<9th Dec Sun>
今日は休暇。今から親子3人でハリーポッターのセットが見学できる撮影所に行ってきます。
ミュンヘン旅行記を楽しみにしてて下さる方には申し訳ないのですが、その前に急いで片付けたいコンサートレポートを先にします。ミュンヘンに行く直前に行ったチェチリア・バルトリ、やっぱり彼女はすっ飛ばすわけにはいきませんもんね。
尚、ミュンヘン記事はあと2つの予定ですが(オペラと日曜の観光)、一番手間の掛かる写真選びは終わったので(クラウス君のは迷って大変だった)、あと一息です。
------------------------------------------
バービカンのGreat Performersシリーズの中でも一番人気に違いないバルトリ姐のコンサートはフレンズ予約が始まったら真っ先にゲットしに行くんですが、今回(今年初めですが)も首尾よくかぶりつき席を確保。まだ良い席が残っていたので、誰か行きたい人がいるだろうと、ついでにに買っておきました(←出た、椿姫お節介エージェンシー)。
しかし、最近値上がりの著しいバービカン、天下のバルトリでも切符が売り切れるまでには随分時間が掛かったのでのリターンするわけにもいかず、「高くても行きたいけど都合がつかなくて残念」、或いは「行きたいし行けるけど、85ポンドはちょっと・・・」、という知り合いばかりで焦ってしまい、その上、コンサートの翌日からミュンヘンに行くことになって(正確に言うと空港泊ですが)余裕がないので、ああ、もういっそキャンセルしてくれたほうがいいかも、バルトリはかなり何度も聴いてるから新鮮味はないし、とすら思ってました。
幸い、余分の切符を買って下さる超初心者の方も見つかったのですが、当日まで、楽しみというよりますます余裕がなくなるからなあ、とグダグダ言ってた私
でも、バルトリが歌うのなら行かないわけにはいかないし、こんな良い席をギブアップするのはあまりにも口惜しい・・・、と思いながら、着物で出掛けたら、なんと「彼女は体調が悪いですが、歌います」というアナウンス
うわーっ、それって最悪じゃない? 具合悪くてベストの歌唱ができないのならキャンセルする方が誠意ある行為ではないでしょうか?今まで、苦しそうに無理やり歌った歌手は何度も聴いてて、努力には頭が下がるし、ある意味感動するのですが、でも、やっぱりねえ、と複雑な気持ちで聴き始めました
で、のっけから機関銃のようなコロラチューラで始まり、いつものような滑らかさはないものの、おおぉ、いつもより凄いバルトリ節だとびっくり&安心したら、なんと、たしか2曲目とかでゲホゲホになってしまい、彼女が「気管支炎なのよ!」と叫びました。
その後は何度か小さく咳をしながら苦しそうな場面も何度かあり、いつ又崩れるかはらはらしながら聴きましたが、さすが声楽界に特別な地位を確立したスター歌手、聴く人を唖然とさせる人間離れした見事な転がしテクニックをご披露してくれて、いつも通りのヤンヤの喝采
結局、値段は高いし、忙しかった私だけど、やっぱり行って良かったと思えた感動コンサートでした
で、出し物はなんだったかと言うと、毎回興味深いテーマがあるバルトリのコンサート、今回はアゴイスト・ステファーニという初期バロックの埋もれた作曲家の発掘。
彼女が歌えばなんでも話題になるという知名度を生かして、忘れられてる音楽を世に出すのをミッションにしてる尊敬すべきバルトリ姐、でもそうは言っても過去にはサリエリ(映画アマデウスに出てきた)みたいにつまんないのもあったしなあ、とあまりステファーニにはあまり期待してなかったのですが(MissionというCDも聴くヒマがなく)、わかりやすい上に変化に富み、なによりも凄いコロラチューラの曲が目白押しで、これを発見した時のバルトリはさぞや嬉しかっただろうし、彼女にぴったりの大成功プロジェクトに拍手です
バルトリ自身が英語で紹介してるYoutubeもありますので、→こちら でどうぞ。

■ **抽出データ**
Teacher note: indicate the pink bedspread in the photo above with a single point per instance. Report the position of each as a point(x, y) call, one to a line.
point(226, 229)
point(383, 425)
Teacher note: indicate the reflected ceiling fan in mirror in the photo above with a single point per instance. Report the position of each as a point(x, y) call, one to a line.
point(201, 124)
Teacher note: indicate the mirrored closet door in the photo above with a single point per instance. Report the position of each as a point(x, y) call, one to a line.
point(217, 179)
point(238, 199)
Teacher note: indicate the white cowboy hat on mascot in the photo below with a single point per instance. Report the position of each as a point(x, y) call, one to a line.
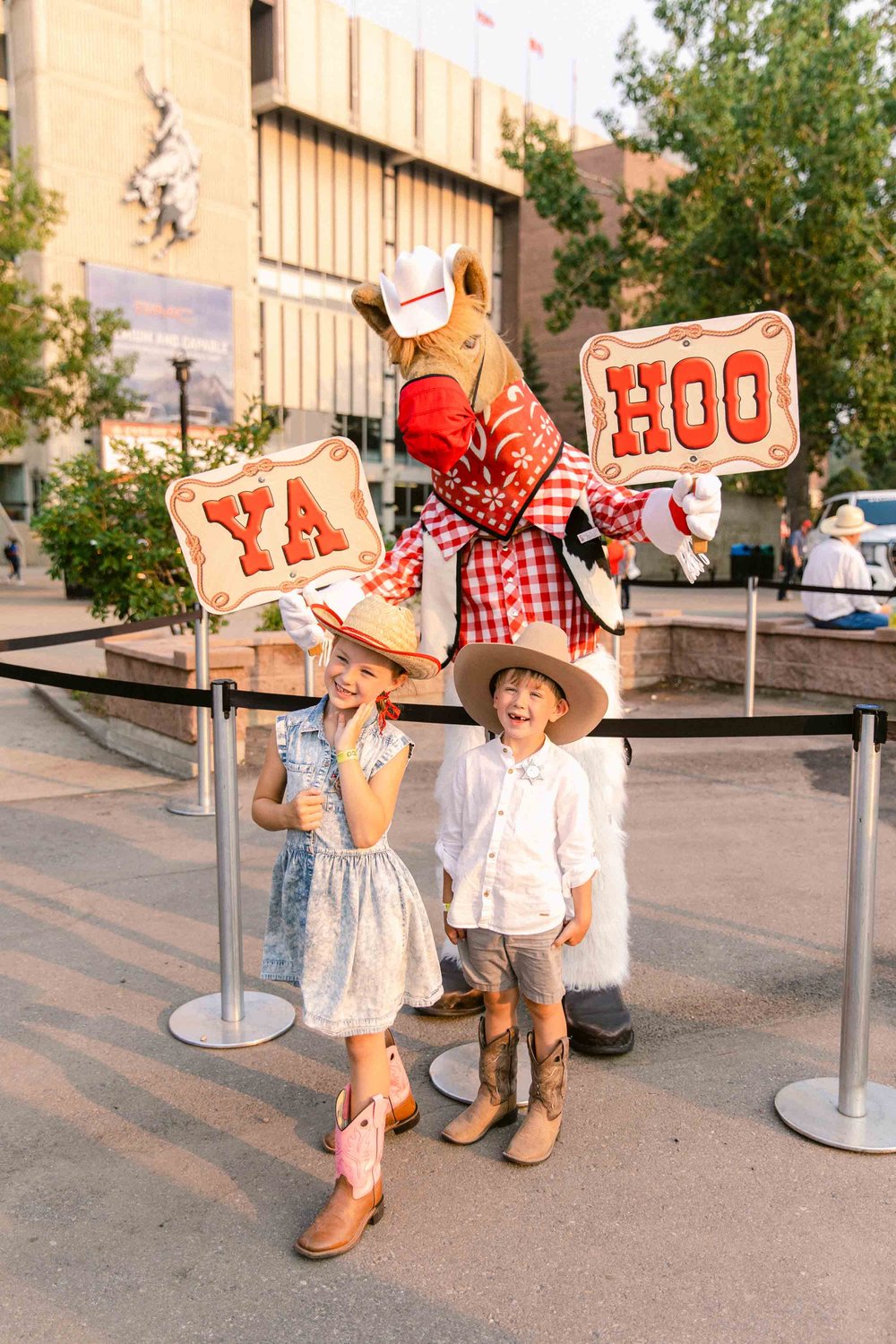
point(504, 478)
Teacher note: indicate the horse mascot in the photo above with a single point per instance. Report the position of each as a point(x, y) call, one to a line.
point(511, 534)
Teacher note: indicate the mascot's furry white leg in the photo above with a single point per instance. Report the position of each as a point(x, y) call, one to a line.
point(602, 957)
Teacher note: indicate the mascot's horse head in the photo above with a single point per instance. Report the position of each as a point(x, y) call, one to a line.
point(463, 409)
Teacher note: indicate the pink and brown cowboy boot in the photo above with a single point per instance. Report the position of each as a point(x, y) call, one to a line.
point(402, 1110)
point(495, 1102)
point(358, 1193)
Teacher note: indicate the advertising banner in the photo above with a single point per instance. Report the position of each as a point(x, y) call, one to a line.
point(172, 317)
point(718, 394)
point(268, 526)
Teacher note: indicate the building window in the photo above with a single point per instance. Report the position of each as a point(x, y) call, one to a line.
point(312, 288)
point(13, 491)
point(263, 42)
point(410, 497)
point(365, 432)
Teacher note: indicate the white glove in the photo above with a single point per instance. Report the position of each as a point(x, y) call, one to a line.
point(702, 505)
point(298, 621)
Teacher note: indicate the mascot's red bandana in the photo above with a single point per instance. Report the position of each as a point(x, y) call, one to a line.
point(487, 468)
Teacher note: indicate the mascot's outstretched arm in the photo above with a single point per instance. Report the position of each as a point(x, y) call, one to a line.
point(670, 519)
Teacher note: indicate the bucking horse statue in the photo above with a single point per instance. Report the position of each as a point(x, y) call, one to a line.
point(504, 540)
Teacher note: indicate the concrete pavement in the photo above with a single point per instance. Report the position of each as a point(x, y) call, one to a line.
point(151, 1191)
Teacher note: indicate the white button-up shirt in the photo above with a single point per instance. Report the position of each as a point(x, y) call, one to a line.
point(834, 564)
point(516, 838)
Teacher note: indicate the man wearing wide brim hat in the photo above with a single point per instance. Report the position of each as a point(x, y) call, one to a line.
point(519, 862)
point(839, 564)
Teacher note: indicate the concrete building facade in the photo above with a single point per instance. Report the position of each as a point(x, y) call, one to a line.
point(328, 144)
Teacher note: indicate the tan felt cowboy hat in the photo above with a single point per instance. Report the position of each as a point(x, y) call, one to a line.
point(386, 629)
point(847, 521)
point(540, 648)
point(421, 297)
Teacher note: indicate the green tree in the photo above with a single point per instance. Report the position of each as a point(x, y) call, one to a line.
point(56, 367)
point(780, 120)
point(109, 530)
point(530, 365)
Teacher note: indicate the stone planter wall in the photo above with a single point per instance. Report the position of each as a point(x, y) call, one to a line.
point(788, 656)
point(164, 736)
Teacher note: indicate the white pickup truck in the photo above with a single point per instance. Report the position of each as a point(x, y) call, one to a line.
point(879, 547)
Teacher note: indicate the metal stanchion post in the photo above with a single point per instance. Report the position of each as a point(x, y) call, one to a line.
point(849, 1112)
point(203, 806)
point(234, 1016)
point(750, 660)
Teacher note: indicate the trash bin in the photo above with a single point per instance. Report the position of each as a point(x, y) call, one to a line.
point(753, 561)
point(740, 562)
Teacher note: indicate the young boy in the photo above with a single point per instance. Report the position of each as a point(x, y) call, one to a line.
point(517, 857)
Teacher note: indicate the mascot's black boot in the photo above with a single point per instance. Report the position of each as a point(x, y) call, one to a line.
point(598, 1021)
point(457, 1000)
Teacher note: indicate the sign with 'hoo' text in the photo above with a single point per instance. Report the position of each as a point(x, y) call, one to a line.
point(713, 395)
point(268, 526)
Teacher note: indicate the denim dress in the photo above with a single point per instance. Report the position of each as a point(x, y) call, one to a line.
point(346, 925)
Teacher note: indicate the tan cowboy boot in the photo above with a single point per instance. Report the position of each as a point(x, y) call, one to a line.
point(402, 1110)
point(495, 1104)
point(536, 1136)
point(358, 1193)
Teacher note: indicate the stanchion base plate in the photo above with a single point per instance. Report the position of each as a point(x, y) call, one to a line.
point(455, 1073)
point(191, 809)
point(201, 1023)
point(810, 1107)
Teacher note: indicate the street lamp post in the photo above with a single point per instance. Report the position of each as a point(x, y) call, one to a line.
point(182, 374)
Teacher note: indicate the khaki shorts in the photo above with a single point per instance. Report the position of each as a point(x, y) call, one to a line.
point(495, 961)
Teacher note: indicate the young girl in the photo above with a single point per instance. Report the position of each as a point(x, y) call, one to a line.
point(346, 919)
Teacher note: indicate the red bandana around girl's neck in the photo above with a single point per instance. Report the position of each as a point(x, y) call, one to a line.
point(514, 446)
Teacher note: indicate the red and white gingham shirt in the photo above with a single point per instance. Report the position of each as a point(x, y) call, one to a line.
point(506, 585)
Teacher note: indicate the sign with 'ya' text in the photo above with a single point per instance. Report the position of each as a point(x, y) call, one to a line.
point(713, 395)
point(257, 530)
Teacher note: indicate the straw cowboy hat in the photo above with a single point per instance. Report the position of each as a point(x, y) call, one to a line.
point(386, 629)
point(540, 648)
point(847, 521)
point(421, 297)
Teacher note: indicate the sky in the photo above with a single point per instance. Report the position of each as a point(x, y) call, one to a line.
point(586, 30)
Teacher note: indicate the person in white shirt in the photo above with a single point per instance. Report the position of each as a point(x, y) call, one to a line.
point(839, 564)
point(517, 863)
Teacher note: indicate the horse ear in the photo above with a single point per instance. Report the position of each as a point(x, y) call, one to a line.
point(469, 274)
point(368, 301)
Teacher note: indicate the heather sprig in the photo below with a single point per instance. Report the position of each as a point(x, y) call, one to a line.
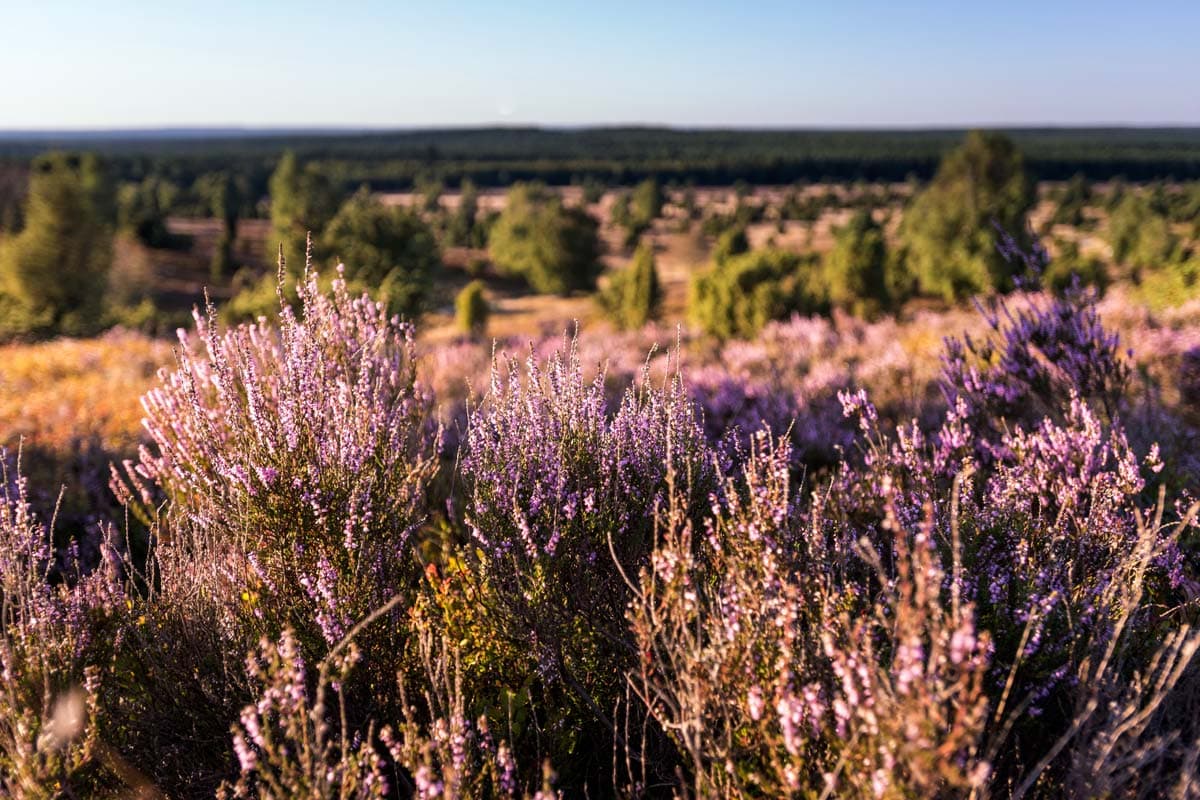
point(298, 455)
point(559, 498)
point(59, 631)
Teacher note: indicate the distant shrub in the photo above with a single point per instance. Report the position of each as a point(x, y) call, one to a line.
point(738, 296)
point(556, 250)
point(388, 251)
point(634, 295)
point(1141, 239)
point(60, 630)
point(304, 199)
point(639, 210)
point(1069, 266)
point(54, 272)
point(1171, 284)
point(949, 229)
point(857, 268)
point(472, 308)
point(142, 210)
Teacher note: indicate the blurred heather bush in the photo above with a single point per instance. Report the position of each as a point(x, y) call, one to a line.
point(811, 564)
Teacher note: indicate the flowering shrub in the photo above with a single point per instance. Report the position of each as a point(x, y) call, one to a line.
point(816, 564)
point(304, 451)
point(57, 643)
point(778, 675)
point(559, 499)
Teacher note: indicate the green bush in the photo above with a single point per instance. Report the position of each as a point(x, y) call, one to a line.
point(54, 274)
point(142, 210)
point(635, 293)
point(949, 230)
point(472, 310)
point(857, 268)
point(1140, 236)
point(1170, 284)
point(738, 296)
point(389, 251)
point(555, 248)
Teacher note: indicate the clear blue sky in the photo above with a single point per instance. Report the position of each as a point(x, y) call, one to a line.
point(141, 64)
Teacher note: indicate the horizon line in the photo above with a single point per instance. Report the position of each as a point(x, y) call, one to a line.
point(317, 128)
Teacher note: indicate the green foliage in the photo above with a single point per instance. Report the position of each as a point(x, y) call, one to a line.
point(634, 295)
point(555, 248)
point(1140, 238)
point(303, 202)
point(54, 274)
point(857, 268)
point(1170, 284)
point(738, 296)
point(389, 251)
point(472, 310)
point(949, 229)
point(1069, 266)
point(593, 190)
point(13, 185)
point(142, 209)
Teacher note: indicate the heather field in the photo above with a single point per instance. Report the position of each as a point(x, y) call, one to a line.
point(946, 554)
point(616, 486)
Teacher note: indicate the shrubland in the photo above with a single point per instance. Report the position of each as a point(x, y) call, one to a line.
point(810, 563)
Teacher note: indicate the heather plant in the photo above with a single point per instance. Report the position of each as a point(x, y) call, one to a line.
point(289, 743)
point(559, 493)
point(298, 456)
point(59, 633)
point(774, 672)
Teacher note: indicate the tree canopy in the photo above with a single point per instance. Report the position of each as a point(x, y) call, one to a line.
point(553, 247)
point(54, 274)
point(949, 232)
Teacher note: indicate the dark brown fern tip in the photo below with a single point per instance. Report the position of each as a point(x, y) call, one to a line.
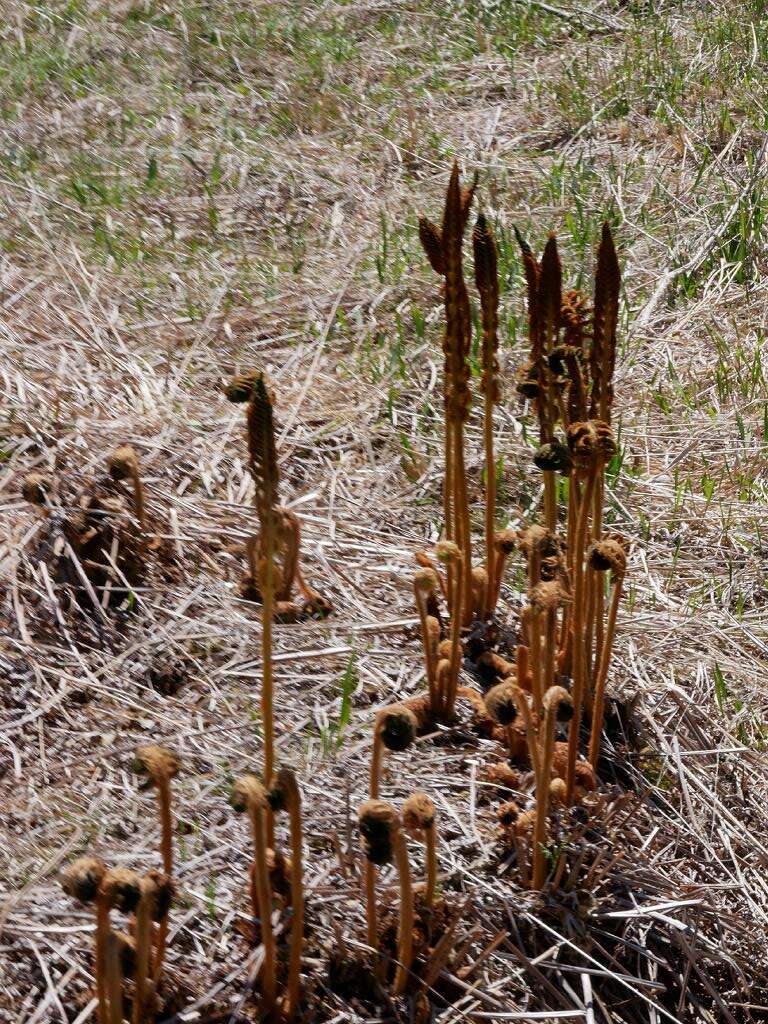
point(240, 389)
point(558, 699)
point(607, 554)
point(501, 705)
point(261, 448)
point(589, 441)
point(430, 237)
point(155, 763)
point(378, 822)
point(418, 814)
point(122, 889)
point(247, 793)
point(35, 488)
point(123, 463)
point(283, 791)
point(126, 952)
point(553, 457)
point(396, 726)
point(83, 878)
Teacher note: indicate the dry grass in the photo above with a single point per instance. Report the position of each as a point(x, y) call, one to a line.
point(189, 190)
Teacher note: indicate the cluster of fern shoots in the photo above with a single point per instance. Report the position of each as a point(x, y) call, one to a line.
point(555, 677)
point(552, 680)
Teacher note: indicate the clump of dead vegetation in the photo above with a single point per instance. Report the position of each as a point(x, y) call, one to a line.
point(537, 686)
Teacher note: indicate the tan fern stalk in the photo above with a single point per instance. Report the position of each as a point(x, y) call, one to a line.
point(263, 465)
point(285, 796)
point(382, 834)
point(82, 881)
point(144, 914)
point(120, 890)
point(486, 280)
point(425, 585)
point(394, 730)
point(250, 796)
point(605, 555)
point(557, 705)
point(123, 465)
point(406, 916)
point(158, 766)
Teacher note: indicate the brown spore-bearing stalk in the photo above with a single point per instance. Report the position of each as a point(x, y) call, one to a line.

■ **課題**
- A) バルトリのコンサートの記事によると、今回のコンサートで取り上げられた作曲家は誰か。
- B) バルトリのコンサートの記事で、筆者がコンサートの前に「いっそキャンセルしてくれたほうがいいかも」とまで思ったのはなぜか。記事に書かれている理由を一〜三文で説明せよ。
- C) バルトリのコンサートの記事を、最後の文のあとから書き継げ。

■ **課題ごとの解答**
- A) 初期バロックの埋もれた作曲家、アゴイスト・ステファーニ。

- B) 余分に買った切符の引き取り手が見つからずに焦っていたうえ、コンサートの翌日からミュンヘンに行くことになっていて余裕がなかったから。また、バルトリはかなり何度も聴いていて新鮮味がないとも感じていた。

- C)
Agostino Steffani (1654–1728)
Ouverture to Henrico Leone (1689)
'Schiere invitte' from Alarico il Baltha (1687)
'Sposa, mancar mi sento… Deh, non far colle tue lagrime' from Tassilone (1709)
'Non prendo consiglio' from La superbia d’Alessandro (1690)
Ouverture to I trionfi del fato (1695)
'Amami, e vederai' from Niobe, regina di Tebe (1688)
'Aires pour les nymphes de la rivière' from La lotta d’Hercole con Acheloo (1689)
'Sì, sì, riposa o caro… Palpitanti sfere belle' from Alarico il Baltha
'Notte amica al cieco dio' from La libertà contenta (1693)
'Più non v’ascondo' from Tassilone
'A facile vittoria' from Tassilone
Introduzione to Amor vien dal destino (1709)
'Foschi crepuscoli' from La libertà contenta
'Morirò fra strazi e scempi' from Henrico Leone
'Dal tuo labbro amor v’invita' from Tassilone
Ouverture to Orlando generoso (1691)
'Ove son?… Dal mio petto' from Niobe, regina di Tebe
Ouverture to La libertà contenta
'Dell’alma stanca… Sfere amiche' from Niobe, regina di Tebe
'Mie fide schiere, all’armi' from I trionfi del fato
'Suoni, tuoni, il suolo scuota' from Arminio (1707)
Cecilia Bartoli mezzo-soprano
Kammerorchester Basel
Diego Fasolis Harpsichord / leader
Julia Schröder Concertmaster
ステファーニは、音楽家であっただけでなく外交官、政治家、僧侶として幅広く活躍したなかなかの人物らしいのですが、どっかで聴いた名前だけど、と思ったら、そう、ニオベというオペラを2年前にROHでやってくれて(→こちら
)、そこではじめて生で聴いたCTのイエスティン君を見初めるきっかけとなったんでした。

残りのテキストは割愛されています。